--- BEGIN Excerpted text ---

PWR (quasi) non-linear dynamics solver

Previously i discussed here how to solve linearized lumped equation for PWR core dynamics. However linearized system have some limitation, so here we are, in this work i mantain the non linearity of power equation but reactivity feedback remain linear. For this reason i used the term quasi non-linear (almost non-linear)

Index:

DAEs system of equations
Initial conditions
Matlab solver

DAEs system of equations

Equation are the same as before, 1 Group of precursors and incompressible thermalhydraulics:

Power and Precursors:

$\frac{dP}{dt} = \frac{\rho - \beta}{\Lambda}P +\lambda C$
$\frac{dC}{dt} = \frac{\beta}{\Lambda}P - \lambda C$

Fuel and coolant energy balance:

$c_fM_f\frac{dT_f}{dt} = P - K(T_f - T_c)$
$c_cM_c\frac{dT_c}{dt} = K(T_f - T_c) -\Gamma c_c(T_{out} - T_{in})$

Reactivity:

\rho = \alpha_f(T_f-T^0_f) + \alpha_c(T_c - T^0_c) + \alpha_h(h-h^0)

--- END Excerpted text ---
--- BEGIN Source material ---

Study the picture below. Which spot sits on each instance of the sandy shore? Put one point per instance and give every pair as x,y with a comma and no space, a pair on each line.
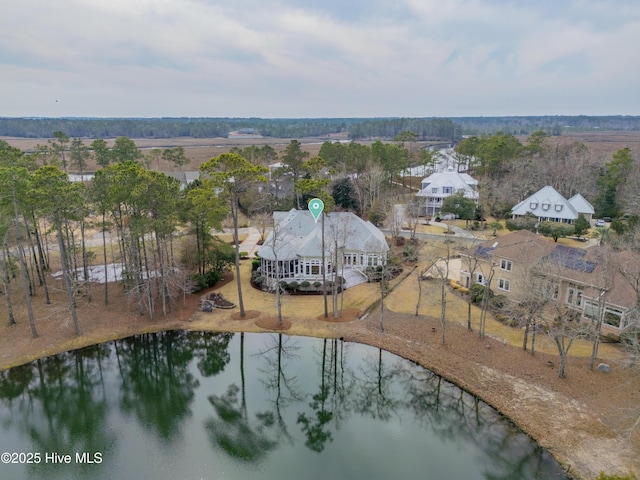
582,420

--- END Source material ---

§ **Given problem**
Write the next part of the piece on the quasi non-linear PWR dynamics solver, continuing from its reactivity equation.

§ **Reply to the exercise**
Coolant equation can be modified substituting outlet temperature:

$c_cM_c\frac{dT_c}{dt} = K(T_f - T_c) - 2\Gamma c_c(T_{c} - T_{in})$

Due to the reactivity this is a DAE system (differential-algebraic system of equations)

Initial conditions

To solve this system with matlab it’s important to define initial condition for our variables and also for the derivatives.

For power we exploit the continuity:

P(t=0) = P_0

To obtain the precursos concentation we exploit precursors equation at steady state:

C(t=0) = \frac{\beta}{\Lambda \lambda} P(t=0)

Initial fuel temperature and mass flow rate are user defined.

Defining initial inlet coolant temperature is possible to obtain the average coolant T:

T_c = \frac{T_{out} + T_{in}}{2}

From energy balance: $P(t=0) = \Gamma(t=0^-) C_c (T_{out}(t=0^-) - T{in}(t=0^-))$

Then initial coolant temperature is: $T_c(t=0^+) = \frac{T_{out}(t=0^-) + T_{in}(t=0^+)}{2}$

Finally reactivity initial condition is:

\rho(t=0) = \alpha_h (h(t=0) - h^0) + \alpha_f(T_f(t=0) - T_f^0) + \alpha_c(T_c(t=0) - T_c^0)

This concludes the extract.